**ACTIVITY:** Within the entries below, find each line containing the word "grey" and copy it.

Point localization data
★ ★ ★ ★ ★

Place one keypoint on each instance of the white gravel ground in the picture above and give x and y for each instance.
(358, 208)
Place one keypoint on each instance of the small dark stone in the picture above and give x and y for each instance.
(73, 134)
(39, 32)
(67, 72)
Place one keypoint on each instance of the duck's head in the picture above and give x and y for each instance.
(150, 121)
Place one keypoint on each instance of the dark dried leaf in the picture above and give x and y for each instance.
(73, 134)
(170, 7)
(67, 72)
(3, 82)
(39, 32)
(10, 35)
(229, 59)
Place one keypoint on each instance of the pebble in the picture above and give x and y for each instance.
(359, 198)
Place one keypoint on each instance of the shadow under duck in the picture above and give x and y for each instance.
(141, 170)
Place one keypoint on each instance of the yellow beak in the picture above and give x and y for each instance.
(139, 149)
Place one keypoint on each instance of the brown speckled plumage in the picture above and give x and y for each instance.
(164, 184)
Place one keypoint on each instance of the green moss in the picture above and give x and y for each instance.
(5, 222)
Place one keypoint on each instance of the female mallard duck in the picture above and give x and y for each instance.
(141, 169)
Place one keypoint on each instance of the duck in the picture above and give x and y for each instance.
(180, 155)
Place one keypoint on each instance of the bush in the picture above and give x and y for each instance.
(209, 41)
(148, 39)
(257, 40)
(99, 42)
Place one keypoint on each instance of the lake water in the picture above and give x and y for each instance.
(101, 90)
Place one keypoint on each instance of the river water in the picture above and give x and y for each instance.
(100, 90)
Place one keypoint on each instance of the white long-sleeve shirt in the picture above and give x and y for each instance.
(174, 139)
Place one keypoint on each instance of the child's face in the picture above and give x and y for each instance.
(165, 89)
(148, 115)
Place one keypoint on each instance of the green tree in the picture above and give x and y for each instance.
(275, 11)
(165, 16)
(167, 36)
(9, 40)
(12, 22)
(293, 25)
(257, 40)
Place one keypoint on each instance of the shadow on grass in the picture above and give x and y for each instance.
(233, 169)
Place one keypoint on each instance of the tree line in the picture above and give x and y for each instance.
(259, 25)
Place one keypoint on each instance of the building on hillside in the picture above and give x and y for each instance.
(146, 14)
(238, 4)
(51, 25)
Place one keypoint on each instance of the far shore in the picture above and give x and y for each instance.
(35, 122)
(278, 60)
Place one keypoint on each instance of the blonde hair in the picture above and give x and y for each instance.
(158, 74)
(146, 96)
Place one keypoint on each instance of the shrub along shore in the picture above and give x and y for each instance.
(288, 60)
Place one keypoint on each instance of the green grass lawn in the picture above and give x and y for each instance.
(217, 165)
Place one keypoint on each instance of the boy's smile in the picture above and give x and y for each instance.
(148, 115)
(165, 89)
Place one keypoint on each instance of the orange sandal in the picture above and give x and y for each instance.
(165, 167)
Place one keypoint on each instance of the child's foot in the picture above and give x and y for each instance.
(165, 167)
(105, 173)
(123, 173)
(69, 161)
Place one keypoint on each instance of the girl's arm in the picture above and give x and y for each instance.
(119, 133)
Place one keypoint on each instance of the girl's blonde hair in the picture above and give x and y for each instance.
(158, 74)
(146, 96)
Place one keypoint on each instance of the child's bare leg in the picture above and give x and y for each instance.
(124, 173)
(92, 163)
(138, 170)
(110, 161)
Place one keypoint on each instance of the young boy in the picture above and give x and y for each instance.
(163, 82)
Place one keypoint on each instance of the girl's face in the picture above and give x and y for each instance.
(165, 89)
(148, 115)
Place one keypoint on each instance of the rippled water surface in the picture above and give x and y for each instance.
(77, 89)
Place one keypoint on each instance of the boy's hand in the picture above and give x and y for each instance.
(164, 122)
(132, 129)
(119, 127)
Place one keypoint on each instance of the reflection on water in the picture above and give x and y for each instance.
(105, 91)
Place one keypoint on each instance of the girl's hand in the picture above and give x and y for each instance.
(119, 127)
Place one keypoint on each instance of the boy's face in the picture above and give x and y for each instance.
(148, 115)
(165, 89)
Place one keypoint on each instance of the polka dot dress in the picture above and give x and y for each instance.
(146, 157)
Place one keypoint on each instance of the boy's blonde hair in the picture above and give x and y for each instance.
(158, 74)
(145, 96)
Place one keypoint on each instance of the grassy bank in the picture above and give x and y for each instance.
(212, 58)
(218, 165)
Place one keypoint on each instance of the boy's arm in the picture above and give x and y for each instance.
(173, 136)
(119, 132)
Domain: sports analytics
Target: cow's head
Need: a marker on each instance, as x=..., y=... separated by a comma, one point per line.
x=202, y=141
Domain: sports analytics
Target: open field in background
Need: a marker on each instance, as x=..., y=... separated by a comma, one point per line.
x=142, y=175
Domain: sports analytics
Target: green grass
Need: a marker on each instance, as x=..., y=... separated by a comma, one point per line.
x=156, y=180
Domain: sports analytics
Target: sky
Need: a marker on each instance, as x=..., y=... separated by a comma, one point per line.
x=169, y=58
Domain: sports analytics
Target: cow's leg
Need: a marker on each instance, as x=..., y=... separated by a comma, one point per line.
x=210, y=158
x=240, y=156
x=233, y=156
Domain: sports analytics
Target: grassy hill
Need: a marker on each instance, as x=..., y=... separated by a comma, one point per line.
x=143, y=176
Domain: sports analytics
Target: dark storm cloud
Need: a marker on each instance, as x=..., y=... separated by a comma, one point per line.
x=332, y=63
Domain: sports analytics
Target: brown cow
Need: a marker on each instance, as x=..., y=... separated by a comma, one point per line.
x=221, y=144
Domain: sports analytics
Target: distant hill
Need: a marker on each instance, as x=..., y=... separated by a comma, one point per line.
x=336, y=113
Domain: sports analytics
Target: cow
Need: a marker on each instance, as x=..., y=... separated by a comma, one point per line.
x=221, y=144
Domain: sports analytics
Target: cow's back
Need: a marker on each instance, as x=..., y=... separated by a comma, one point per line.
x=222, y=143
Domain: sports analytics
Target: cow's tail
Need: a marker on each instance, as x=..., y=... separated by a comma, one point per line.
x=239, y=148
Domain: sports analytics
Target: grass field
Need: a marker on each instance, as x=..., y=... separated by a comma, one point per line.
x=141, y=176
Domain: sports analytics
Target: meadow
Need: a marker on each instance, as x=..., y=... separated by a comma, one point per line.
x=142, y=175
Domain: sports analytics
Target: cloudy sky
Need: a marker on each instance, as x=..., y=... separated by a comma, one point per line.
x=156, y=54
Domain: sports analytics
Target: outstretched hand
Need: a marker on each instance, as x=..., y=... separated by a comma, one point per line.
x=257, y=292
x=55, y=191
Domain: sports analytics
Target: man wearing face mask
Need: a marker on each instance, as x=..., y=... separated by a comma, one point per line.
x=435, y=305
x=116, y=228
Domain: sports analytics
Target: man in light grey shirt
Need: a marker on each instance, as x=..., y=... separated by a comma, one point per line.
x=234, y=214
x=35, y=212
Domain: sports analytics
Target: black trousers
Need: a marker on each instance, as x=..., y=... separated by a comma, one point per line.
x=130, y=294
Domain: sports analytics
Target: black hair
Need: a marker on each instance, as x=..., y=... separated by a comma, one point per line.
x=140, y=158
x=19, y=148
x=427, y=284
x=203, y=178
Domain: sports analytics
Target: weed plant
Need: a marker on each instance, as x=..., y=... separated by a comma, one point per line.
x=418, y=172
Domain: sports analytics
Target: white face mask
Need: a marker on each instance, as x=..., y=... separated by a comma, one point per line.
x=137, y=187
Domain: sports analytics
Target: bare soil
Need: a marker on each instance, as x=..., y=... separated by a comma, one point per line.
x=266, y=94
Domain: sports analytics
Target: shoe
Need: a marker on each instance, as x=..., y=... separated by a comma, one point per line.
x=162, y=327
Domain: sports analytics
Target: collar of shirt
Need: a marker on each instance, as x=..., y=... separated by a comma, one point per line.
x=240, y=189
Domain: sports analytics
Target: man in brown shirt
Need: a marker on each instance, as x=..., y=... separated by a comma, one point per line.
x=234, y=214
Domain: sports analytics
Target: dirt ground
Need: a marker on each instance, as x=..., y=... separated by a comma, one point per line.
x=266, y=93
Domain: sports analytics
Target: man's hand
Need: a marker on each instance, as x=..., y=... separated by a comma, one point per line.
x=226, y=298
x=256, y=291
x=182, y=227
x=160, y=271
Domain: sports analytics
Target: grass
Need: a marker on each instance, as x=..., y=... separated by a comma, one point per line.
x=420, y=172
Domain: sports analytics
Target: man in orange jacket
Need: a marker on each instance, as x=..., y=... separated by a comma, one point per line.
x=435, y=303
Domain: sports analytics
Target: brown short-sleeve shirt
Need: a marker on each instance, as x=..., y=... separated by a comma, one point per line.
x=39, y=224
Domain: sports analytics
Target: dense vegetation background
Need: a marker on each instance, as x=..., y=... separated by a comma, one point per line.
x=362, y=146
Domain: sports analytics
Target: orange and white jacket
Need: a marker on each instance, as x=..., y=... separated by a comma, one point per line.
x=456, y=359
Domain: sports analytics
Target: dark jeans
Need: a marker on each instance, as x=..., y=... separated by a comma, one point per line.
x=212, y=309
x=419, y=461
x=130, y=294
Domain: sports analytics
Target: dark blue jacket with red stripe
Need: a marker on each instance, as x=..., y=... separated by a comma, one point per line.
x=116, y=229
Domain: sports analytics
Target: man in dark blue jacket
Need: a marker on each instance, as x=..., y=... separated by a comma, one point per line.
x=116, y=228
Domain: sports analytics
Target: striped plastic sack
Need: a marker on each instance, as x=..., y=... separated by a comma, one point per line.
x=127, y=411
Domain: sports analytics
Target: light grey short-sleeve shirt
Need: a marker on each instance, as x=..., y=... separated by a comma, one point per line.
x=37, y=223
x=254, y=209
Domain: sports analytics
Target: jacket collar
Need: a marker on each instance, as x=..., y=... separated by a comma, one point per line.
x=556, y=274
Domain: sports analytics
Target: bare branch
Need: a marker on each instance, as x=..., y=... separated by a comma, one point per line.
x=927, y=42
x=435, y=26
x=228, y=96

★ ★ ★ ★ ★

**EXERCISE ANSWER:**
Target: man in light grey shirt
Target: light grey short-sleeve shirt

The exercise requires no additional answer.